**What you have to do**
Find the line that contains "Batch labeling job — target class: romaine". Copy it and every line after it to the end of the material below, exactly, with no pictures.

**Data section**
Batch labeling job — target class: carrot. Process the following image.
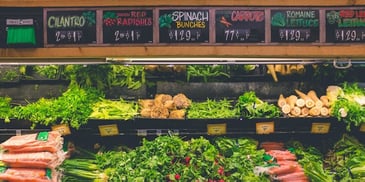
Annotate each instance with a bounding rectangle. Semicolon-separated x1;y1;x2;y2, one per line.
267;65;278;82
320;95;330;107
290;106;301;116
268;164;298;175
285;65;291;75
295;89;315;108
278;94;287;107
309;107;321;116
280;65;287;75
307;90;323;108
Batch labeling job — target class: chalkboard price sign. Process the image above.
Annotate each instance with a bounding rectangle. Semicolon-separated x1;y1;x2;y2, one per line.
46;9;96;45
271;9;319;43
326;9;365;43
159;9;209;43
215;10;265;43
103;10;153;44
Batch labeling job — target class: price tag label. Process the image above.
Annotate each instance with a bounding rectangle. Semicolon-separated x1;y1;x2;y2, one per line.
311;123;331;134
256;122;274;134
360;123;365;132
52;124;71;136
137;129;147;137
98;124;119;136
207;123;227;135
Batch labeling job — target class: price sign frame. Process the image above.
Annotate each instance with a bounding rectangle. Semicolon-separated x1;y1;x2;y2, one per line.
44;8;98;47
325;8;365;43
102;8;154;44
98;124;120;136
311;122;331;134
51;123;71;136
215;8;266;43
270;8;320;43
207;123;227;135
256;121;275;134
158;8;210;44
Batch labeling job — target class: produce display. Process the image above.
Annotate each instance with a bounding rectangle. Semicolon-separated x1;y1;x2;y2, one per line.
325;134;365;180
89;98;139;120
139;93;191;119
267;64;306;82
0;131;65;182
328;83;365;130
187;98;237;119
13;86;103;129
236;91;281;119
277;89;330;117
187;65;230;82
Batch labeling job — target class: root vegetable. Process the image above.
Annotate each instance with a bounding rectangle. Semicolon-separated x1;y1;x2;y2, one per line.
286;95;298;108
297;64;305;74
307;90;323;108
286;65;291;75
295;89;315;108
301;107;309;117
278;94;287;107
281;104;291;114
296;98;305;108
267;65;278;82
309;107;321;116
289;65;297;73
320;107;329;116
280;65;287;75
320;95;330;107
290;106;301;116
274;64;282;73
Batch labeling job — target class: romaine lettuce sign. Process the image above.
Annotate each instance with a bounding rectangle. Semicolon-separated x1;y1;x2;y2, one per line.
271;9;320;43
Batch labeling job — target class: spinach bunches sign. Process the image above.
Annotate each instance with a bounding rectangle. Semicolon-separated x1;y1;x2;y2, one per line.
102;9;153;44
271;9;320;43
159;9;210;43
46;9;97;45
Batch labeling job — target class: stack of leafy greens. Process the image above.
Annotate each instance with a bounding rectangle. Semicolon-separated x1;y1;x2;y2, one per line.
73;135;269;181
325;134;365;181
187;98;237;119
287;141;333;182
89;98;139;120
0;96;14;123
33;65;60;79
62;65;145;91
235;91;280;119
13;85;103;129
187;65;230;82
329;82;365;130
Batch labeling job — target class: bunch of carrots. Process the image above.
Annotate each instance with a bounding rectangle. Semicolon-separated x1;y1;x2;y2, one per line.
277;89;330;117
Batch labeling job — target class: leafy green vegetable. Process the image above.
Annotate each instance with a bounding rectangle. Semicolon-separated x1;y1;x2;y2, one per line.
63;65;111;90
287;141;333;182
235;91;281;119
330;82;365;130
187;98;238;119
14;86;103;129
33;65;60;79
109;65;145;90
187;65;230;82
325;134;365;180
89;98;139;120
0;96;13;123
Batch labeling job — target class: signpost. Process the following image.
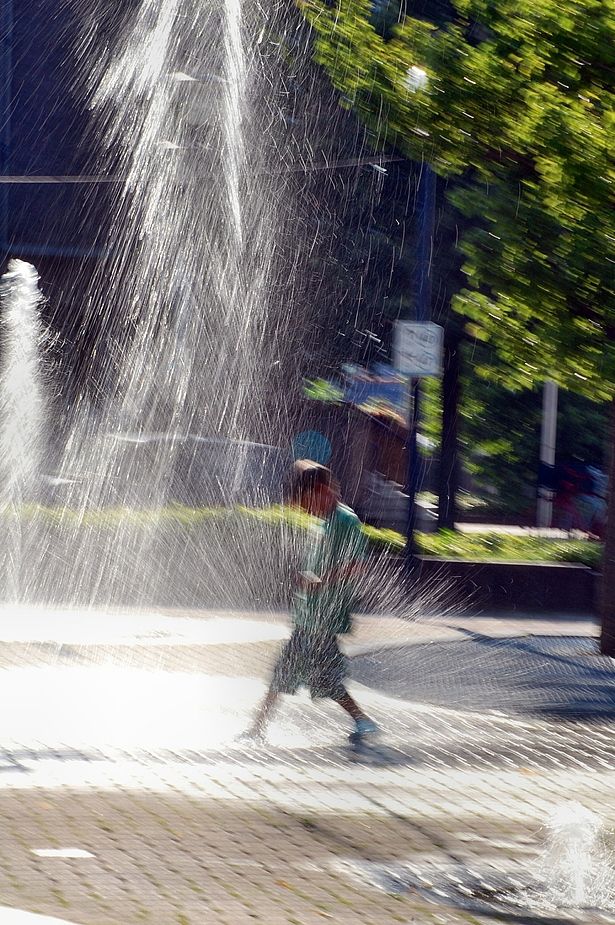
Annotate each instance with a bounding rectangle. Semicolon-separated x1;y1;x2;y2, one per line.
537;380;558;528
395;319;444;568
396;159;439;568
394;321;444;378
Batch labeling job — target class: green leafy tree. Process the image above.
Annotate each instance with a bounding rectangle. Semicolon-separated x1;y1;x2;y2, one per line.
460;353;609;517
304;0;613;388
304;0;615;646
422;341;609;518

**Task response**
Batch labeling job — target class: romaine lettuce sign. Process the image above.
Annotate each instance with a bounding rectangle. Semicolon-separated x1;y1;x2;y2, one per line.
271;9;320;43
Batch labeling job — target class: spinach bunches sign. Process the image above.
Annotate each instance with a bounding rectangle. Semicolon-separated x1;y1;x2;y2, one per line.
102;9;153;44
271;9;320;43
159;9;210;43
46;9;97;45
Batch labeling job — target class: stack of leafy greens. Process the image above.
Annotate each instance with a bounding rectangle. Semicolon-separated x1;y1;x2;y2, one per line.
73;135;269;181
325;134;365;181
187;98;237;119
287;141;333;182
89;98;139;120
0;96;14;123
33;65;60;79
62;65;145;91
235;91;280;119
13;85;103;129
187;65;230;82
329;82;365;130
Batch labeling job — target class: bunch of carrots. Process the image above.
Annotate each instance with a bounding rectangle. Semicolon-separated x1;y1;x2;y2, one per line.
277;89;330;117
Batch labeling job — target class: leafy green vegetable. Process the image above.
Annotate each instance with a bounding rectangle. Semicolon-separated x1;y1;x2;y2, one per line.
63;65;111;90
287;141;333;182
235;91;281;119
330;82;365;130
187;98;238;119
14;86;103;129
33;65;60;79
109;65;145;90
187;65;230;82
325;134;365;180
89;98;139;120
0;96;13;123
Batch labeling job — target class: signpost. Process the following image.
Annotate each instance with a bounding rectangle. Semicolon-separated x1;y1;x2;y2, one per line.
537;380;558;528
395;319;444;568
396;159;439;568
394;321;444;378
Batch labeling job — target class: green leafy tree. Process the image above.
Annotate each instance with a bounding rectangle. Semicolon-separated x1;y1;x2;y2, one per line.
460;353;609;517
304;0;613;388
304;0;615;646
422;341;609;518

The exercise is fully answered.